To address some of these issues, our approach to missing data considers each variable in the data-set in isolation (for example cm1hhinc, mother’s reported household income at wave 1), and attempts to automatically identify other variables in the data-set that may be strongly associated with this variable (such as cm2hhinc, mother’s reported household income at wave 2 and cf1hhinc, father’s reported household income at wave 1). Assembling a set of 3 to 5 of such associations per variable allows us to construct a simple multiple-regression model to predict the possible value of the missing data for each column (variable) of interest.

Our approach draws on two forms of multiple-regression models, a simple linear ordinary-least squares regression, and a linear regression with lasso penalization. To evaluate their performance, we compare our approach to two alternative forms of imputation: a naive mean-based imputation, and imputation using the Amelia package. Holding constant the method we use to make predictions and the variables used, our regression-based approach outperforms mean imputation on the 3 categorical outcome variables: Eviction, Layoff, and Job Training. The Lasso imputation also outperforms Amelia on these variables, but the unpenalized regression imputation has mixed effects. Interestingly, mean imputation performs the best for GPA and Grit, and we saw a similar performance on Material Hardship using mean imputation, Amelia, and linear regression, but Lasso was significantly worse than the former approaches. Overall, even simple mean imputation performed better than using Amelia on this dataset.

The approach we used comes with a number of assumptions:

  1. We assume that the best predictors of any given variable already exist in the Fragile Families dataset, and do not need significant processing. This is not an unreasonable assumption, as many variables in the dataset are collected across different waves, thus there may be predictable relationships between each wave.
  2. Our tests above assume a  linear relationship between predictor variables and the variable we impute, although our code has an option to also take into account polynomial effects (the ‘degree’ option available when using method=’lasso’).
  3. To get complete predictions for all 4000 cases using the regression models, we needed to first impute means of the covariates used for the imputation. In other words, in order to fill in missing data, we paradoxically needed to first fill in missing data. FIML is one solution to this challenge, and we hope to see this make its way into predictive modelling approaches in languages like R or Python.

## [RECORDS PROVIDED]
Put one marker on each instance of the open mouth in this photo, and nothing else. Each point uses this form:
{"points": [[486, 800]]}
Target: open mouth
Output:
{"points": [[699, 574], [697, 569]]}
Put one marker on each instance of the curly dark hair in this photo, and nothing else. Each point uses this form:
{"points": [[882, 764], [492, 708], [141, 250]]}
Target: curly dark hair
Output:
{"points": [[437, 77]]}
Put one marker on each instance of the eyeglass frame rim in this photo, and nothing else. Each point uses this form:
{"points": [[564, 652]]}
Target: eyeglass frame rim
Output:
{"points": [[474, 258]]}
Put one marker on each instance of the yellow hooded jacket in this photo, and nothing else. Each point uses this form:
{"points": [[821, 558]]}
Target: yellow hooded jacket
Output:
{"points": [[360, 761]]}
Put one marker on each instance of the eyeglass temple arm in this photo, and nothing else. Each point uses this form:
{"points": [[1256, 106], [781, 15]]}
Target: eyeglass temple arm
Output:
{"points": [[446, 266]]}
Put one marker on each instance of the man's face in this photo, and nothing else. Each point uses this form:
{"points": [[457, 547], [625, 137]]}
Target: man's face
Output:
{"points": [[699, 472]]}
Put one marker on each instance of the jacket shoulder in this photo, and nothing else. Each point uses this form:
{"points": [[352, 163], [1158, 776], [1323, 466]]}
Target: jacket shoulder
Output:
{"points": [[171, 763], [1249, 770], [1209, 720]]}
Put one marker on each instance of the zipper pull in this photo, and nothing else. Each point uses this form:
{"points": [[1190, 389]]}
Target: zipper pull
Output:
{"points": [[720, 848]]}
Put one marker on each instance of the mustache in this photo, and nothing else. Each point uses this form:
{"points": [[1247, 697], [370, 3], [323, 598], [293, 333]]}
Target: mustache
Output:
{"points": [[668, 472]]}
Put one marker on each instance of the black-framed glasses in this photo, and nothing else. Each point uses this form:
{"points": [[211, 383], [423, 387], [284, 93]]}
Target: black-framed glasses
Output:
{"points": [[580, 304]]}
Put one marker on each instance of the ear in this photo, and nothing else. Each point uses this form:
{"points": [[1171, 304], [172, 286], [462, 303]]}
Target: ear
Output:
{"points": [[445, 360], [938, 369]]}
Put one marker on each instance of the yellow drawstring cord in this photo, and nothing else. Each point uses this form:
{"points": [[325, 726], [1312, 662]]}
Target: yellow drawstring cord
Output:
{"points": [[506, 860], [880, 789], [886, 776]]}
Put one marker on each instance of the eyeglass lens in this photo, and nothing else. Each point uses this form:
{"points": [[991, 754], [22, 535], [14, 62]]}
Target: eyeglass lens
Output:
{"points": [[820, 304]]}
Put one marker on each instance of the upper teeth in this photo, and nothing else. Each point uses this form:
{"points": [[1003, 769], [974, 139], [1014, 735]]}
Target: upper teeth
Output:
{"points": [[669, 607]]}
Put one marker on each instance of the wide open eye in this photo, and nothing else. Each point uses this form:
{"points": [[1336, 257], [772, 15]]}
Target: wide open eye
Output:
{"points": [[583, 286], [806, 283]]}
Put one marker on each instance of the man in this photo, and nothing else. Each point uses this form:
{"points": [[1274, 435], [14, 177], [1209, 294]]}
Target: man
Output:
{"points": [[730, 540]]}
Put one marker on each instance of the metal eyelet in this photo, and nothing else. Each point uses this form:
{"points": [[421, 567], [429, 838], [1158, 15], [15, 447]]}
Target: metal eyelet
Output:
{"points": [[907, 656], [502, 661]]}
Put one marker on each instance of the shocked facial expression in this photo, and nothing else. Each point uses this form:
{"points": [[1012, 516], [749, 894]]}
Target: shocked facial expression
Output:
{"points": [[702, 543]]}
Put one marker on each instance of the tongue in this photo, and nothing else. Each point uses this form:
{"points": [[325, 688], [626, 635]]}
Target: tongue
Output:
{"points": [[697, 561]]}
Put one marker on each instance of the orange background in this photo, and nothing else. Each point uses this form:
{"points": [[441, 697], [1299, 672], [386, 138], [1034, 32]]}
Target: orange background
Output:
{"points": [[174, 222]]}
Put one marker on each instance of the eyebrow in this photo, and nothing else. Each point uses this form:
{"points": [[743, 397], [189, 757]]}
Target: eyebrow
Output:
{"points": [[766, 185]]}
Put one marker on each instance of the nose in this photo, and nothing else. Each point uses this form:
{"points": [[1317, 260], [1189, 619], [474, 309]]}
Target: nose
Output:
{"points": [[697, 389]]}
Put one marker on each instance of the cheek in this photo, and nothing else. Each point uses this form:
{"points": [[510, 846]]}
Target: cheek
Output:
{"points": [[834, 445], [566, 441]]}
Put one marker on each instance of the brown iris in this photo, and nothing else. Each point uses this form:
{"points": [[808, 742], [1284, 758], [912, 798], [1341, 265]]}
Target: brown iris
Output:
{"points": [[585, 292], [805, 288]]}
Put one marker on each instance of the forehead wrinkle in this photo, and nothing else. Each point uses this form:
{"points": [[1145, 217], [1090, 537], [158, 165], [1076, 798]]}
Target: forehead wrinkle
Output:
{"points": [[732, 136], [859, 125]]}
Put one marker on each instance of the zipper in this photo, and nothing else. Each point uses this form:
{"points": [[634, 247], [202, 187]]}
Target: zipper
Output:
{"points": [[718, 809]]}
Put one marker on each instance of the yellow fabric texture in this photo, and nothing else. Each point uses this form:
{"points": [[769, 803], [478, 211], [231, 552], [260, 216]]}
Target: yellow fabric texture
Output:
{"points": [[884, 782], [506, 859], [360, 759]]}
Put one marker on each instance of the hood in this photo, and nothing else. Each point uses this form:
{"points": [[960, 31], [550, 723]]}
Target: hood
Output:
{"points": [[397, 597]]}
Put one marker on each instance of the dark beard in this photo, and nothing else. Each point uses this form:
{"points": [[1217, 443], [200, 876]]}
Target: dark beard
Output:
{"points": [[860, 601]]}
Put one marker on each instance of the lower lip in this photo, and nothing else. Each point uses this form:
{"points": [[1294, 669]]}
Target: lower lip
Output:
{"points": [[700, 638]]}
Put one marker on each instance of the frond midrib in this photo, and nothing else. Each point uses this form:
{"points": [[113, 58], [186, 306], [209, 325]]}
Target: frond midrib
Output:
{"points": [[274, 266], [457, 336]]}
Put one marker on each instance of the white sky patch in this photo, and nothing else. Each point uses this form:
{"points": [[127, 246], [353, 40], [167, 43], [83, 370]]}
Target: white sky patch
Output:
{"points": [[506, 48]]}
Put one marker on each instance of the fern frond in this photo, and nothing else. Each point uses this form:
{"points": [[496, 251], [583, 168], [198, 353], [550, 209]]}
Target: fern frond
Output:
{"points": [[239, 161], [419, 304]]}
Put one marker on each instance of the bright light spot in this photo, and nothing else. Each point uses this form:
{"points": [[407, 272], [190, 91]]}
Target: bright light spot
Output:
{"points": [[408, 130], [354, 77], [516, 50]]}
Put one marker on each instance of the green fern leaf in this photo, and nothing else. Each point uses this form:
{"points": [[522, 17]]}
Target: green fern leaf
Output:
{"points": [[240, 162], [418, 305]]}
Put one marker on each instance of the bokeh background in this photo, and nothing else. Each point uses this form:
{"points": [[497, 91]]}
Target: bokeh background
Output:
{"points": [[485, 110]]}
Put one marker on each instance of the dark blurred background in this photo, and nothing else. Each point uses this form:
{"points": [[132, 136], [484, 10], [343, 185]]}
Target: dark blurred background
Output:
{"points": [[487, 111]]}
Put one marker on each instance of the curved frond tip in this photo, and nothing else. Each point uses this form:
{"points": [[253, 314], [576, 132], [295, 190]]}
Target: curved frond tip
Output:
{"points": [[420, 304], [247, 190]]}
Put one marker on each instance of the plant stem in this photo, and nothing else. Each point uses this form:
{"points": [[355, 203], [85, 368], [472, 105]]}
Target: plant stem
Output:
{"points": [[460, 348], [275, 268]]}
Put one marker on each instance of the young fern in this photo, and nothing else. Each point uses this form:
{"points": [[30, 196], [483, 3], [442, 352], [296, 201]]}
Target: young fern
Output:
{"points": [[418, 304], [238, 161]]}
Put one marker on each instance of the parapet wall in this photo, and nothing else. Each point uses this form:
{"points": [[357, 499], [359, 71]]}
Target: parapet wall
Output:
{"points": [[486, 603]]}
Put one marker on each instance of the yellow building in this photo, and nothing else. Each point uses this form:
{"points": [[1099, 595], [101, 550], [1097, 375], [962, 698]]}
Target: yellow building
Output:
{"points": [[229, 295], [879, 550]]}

## [REQUIRED ACTIONS]
[1] In the passage on missing-data imputation, why do the authors consider it reasonable to assume that the best predictors of any given variable already exist in the Fragile Families dataset? Answer in one to three sentences.
[2] Extend the passage on missing-data imputation, picking up after its final sentence.

## [RESPONSES TO THE TASKS]
[1] The authors regard the assumption as reasonable because many variables in the dataset are collected across different waves. As a result, there may be predictable relationships between the waves.

[2]
Our pipeline

We modularized our work into two separate repositories, following the division of labor described above.

For general data processing, ffc-data-processing, which

  1. Works from the background.dta Stata file to extract covariate information.
  2. Provides helper functions for relatively fast data transformation.

For missing data imputation, FFCRegressionImputation, which

  1. Prepares the raw background.csv data and performs a logical imputation of age-related variables as we describe above.
  2. Constructs a (correlation) matrix of strengths of relationships between a set of variables.
  3. Uses the matrix to perform a regression-based prediction to impute the likely value of a missing entry.

For a technical overview of how these two bodies of code integrate with each other, check out the integration vignette. The vignette is an RMarkdown file which can be run as-is or freely modified.

The code in the vignette subsets to constructed variables, identifies those variables as either categorical or continuous, and then only imputes missing values for the continuous variables, using regression-based imputation. We chose to restrict the variables imputed for illustrative purposes, and to improve the runtime of the vignette. Users of the code can and should employ some sort of imputation strategy—regression-based or otherwise—for the categorical variables before incorporating the covariates into a predictive model.


What seemed at the beginning to be a straightforward precursor to building predictive models turned out to have complexities and challenges of its own!

From our collaboration with others, it emerged that researchers from different fields perceive data problems very differently. A problem that might not seem important to a machine-learning researcher might strike a survey methodologist as critical to address. This kind of cross-disciplinary communication about expectations and challenges was productive and eye-opening.

In addition, the three of us came into this project with very different skillsets. We settled on R as a lingua franca, but drew on a much broader set of tools and techniques to tackle the problems posed by the Fragile Families Challenge. We would encourage researchers to explore all the programming tools at their disposal, from Stata to Python and beyond.

Finally, linking everyone’s efforts together into a single working pipeline that can be run end-to-end was a significant step by itself. Even with close communication, it took a great deal of creativity as well as clarity about desired inputs and outputs.

We hope that other participants in the Fragile Families Challenge find our tools and recommendations useful. We look forward to seeing how you can build on them!

Metadata about variables

Uncategorized No comments

We are happy to announce that Challenge participant Connor Gilroy, a Ph.D. student in Sociology at the University of Washington, has created a new resource that should make working the Challenge data more efficient. More specifically, he created a csv file that identifies each variable in the Challenge data file as either categorical, continuous, or unknown. Connor has also open sourced the code that he used to create the csv file. We’ve had many requests for such a file, and Connor is happy to share his work with everyone! If you want to check and improve Connor’s work, please consult the official Fragile Families and Child Wellbeing Study documentation.

Connor’s resource is part of a tradition during the Challenge whereby people have open sourced resources to make the Challenge easier for others. Other resources include:

If you have something that you’d like to open source, please let us know.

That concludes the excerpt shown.